### YOUR GOAL
Can you quote, unchanged, the stretch of the records below from the line containing "One point goes on every instance of the white cabinet" through the end of the records, with both ends included?

::::::::::

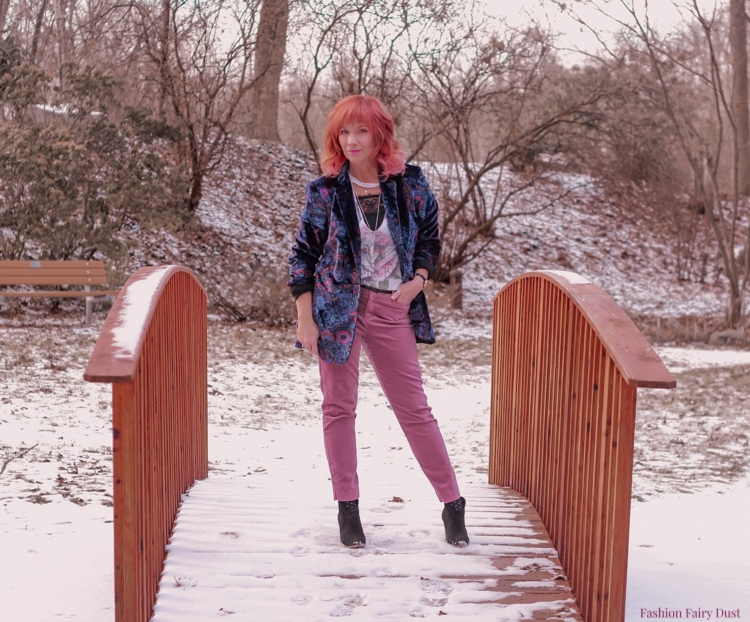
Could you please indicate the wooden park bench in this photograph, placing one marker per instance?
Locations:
(86, 273)
(566, 366)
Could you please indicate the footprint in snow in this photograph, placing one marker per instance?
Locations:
(436, 592)
(299, 551)
(416, 533)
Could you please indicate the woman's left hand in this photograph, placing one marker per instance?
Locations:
(408, 291)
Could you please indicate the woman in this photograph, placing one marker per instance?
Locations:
(367, 244)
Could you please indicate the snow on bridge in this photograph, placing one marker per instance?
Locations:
(260, 553)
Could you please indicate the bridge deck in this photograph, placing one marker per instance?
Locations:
(250, 553)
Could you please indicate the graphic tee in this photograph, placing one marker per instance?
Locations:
(380, 266)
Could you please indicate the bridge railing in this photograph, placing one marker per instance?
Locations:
(567, 362)
(152, 349)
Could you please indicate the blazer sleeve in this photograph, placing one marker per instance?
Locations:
(427, 248)
(308, 243)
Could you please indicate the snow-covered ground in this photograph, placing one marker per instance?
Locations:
(687, 549)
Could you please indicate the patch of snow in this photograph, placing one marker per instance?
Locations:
(680, 359)
(691, 551)
(135, 307)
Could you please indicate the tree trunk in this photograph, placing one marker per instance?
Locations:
(60, 35)
(4, 4)
(738, 41)
(274, 19)
(166, 13)
(37, 31)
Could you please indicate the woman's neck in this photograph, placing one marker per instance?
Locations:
(366, 172)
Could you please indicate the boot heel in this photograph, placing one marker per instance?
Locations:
(350, 526)
(453, 520)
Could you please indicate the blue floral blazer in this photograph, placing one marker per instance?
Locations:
(327, 252)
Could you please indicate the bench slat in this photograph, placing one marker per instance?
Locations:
(56, 294)
(53, 280)
(45, 272)
(50, 264)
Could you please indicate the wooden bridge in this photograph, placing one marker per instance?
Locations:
(549, 531)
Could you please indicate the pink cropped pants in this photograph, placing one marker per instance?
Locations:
(384, 327)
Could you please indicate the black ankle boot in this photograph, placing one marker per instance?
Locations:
(453, 519)
(350, 527)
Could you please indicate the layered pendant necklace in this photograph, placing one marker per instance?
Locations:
(363, 184)
(354, 180)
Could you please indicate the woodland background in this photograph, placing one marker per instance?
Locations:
(118, 118)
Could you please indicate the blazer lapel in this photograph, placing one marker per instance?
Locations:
(398, 219)
(346, 212)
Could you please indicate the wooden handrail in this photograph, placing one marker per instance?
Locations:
(566, 365)
(153, 349)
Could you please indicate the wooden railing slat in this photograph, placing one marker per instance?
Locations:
(153, 349)
(566, 366)
(636, 359)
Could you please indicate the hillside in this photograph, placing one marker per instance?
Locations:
(249, 214)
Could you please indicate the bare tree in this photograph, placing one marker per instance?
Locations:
(364, 46)
(490, 99)
(272, 31)
(702, 140)
(738, 41)
(202, 76)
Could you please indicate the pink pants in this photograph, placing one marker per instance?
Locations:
(383, 325)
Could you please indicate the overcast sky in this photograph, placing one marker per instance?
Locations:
(664, 14)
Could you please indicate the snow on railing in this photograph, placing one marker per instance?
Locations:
(566, 365)
(152, 347)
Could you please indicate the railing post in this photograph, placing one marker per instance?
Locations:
(567, 362)
(153, 349)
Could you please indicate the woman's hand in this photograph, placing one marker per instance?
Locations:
(307, 329)
(408, 291)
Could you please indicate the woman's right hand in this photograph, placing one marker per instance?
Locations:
(307, 330)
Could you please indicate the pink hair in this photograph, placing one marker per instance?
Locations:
(370, 112)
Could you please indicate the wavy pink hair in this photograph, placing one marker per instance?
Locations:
(370, 112)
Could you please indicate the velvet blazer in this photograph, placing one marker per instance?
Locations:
(326, 253)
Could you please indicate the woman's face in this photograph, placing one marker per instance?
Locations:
(357, 143)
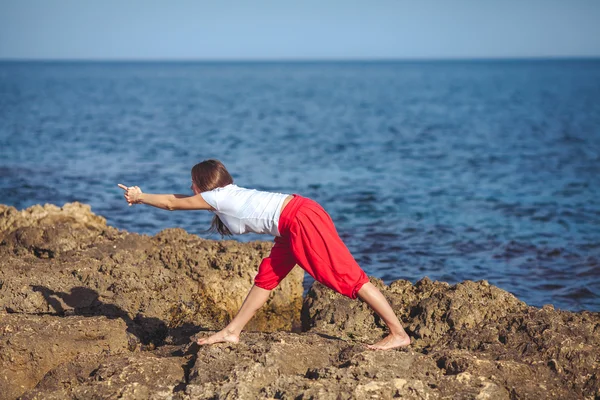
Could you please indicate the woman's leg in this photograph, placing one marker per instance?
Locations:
(375, 299)
(320, 251)
(256, 298)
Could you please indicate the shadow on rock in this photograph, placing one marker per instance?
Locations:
(86, 302)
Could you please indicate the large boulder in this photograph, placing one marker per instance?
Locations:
(67, 261)
(32, 345)
(476, 333)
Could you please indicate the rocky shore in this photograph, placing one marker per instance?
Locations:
(89, 312)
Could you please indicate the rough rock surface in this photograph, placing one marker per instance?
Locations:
(87, 311)
(67, 261)
(475, 332)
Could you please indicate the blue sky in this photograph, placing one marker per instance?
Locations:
(298, 29)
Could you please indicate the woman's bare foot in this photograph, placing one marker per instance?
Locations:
(391, 341)
(220, 337)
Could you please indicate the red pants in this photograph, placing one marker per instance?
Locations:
(309, 239)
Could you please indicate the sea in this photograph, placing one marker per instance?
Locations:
(451, 170)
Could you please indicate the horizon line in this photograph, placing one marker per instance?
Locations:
(298, 60)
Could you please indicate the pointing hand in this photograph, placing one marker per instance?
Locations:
(132, 193)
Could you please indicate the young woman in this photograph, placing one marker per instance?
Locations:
(304, 235)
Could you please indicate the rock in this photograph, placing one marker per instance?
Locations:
(87, 311)
(30, 346)
(131, 376)
(66, 261)
(475, 332)
(429, 309)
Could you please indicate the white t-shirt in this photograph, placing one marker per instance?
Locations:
(246, 210)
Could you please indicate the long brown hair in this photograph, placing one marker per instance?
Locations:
(209, 175)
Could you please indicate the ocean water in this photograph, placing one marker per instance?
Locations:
(451, 170)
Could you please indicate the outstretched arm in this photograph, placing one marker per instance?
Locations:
(134, 195)
(256, 298)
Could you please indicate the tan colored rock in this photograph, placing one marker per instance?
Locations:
(30, 346)
(138, 376)
(66, 261)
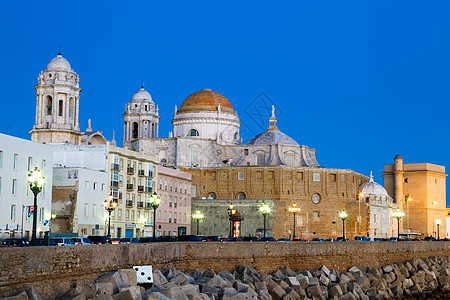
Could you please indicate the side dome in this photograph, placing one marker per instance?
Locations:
(141, 95)
(59, 63)
(371, 188)
(206, 100)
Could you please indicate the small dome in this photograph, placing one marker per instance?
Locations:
(272, 138)
(206, 100)
(371, 188)
(141, 95)
(59, 63)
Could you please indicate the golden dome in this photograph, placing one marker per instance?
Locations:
(206, 100)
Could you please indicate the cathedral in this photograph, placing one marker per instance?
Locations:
(271, 168)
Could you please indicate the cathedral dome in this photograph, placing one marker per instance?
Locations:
(59, 63)
(371, 188)
(141, 95)
(206, 100)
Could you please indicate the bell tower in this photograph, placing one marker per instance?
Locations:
(57, 104)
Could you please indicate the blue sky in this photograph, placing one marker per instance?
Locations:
(360, 81)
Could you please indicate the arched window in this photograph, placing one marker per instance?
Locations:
(135, 130)
(193, 132)
(242, 196)
(60, 107)
(49, 105)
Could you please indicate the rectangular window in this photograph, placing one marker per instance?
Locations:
(13, 212)
(14, 187)
(30, 163)
(316, 176)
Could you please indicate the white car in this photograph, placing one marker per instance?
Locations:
(82, 241)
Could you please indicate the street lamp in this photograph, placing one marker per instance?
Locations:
(198, 216)
(294, 210)
(231, 212)
(155, 200)
(438, 222)
(343, 215)
(110, 205)
(398, 214)
(407, 200)
(36, 181)
(264, 210)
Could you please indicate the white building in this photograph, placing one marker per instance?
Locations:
(17, 158)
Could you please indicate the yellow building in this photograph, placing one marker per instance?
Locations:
(419, 190)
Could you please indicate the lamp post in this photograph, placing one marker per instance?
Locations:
(438, 222)
(264, 210)
(198, 216)
(231, 212)
(36, 181)
(343, 215)
(294, 210)
(398, 214)
(110, 205)
(155, 200)
(407, 200)
(360, 195)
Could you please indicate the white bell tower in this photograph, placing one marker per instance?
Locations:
(57, 104)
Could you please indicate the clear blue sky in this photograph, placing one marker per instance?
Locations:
(360, 81)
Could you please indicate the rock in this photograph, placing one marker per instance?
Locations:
(287, 271)
(157, 296)
(21, 295)
(277, 293)
(32, 293)
(335, 291)
(174, 293)
(159, 278)
(216, 281)
(325, 270)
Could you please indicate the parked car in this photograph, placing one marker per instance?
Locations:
(129, 241)
(15, 242)
(211, 238)
(98, 239)
(283, 240)
(268, 239)
(250, 239)
(82, 241)
(189, 238)
(63, 241)
(146, 239)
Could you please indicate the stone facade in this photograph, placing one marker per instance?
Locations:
(419, 191)
(331, 189)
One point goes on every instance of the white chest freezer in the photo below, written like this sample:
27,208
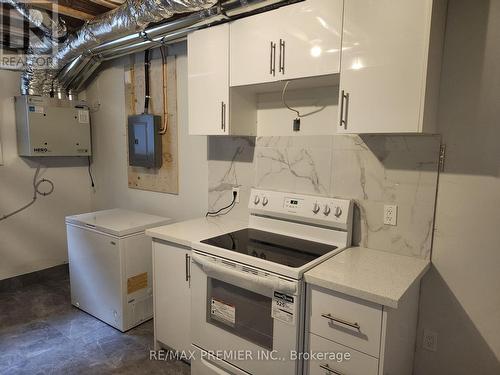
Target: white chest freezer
110,264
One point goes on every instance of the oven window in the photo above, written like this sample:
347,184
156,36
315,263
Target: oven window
241,312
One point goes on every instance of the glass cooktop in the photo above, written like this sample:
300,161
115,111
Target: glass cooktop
277,248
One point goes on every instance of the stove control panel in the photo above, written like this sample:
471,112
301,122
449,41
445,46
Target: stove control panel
306,208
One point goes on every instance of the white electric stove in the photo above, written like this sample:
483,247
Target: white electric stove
247,290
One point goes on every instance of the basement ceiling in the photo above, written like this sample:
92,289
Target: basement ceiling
73,13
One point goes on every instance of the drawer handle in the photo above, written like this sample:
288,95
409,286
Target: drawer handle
330,370
342,321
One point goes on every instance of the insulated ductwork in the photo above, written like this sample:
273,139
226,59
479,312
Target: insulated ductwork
133,15
121,32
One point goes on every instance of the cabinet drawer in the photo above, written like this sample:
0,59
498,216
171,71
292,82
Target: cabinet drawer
357,364
346,320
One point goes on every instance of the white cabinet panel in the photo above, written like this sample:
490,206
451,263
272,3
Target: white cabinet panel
312,39
332,313
357,363
295,41
172,295
385,65
208,81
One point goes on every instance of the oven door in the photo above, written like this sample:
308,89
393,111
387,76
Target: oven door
247,317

::::::::::

### EXERCISE SOLUTION
One point goes on every instance of the white cabinet panel in the photo above, written like this sample:
490,206
451,263
272,3
Target: white cabinet panel
312,39
332,313
357,363
295,41
172,295
385,65
208,81
One point goes on every instance of the oven door in the photo above, written like this sample:
308,89
393,111
387,76
Target: oven door
247,317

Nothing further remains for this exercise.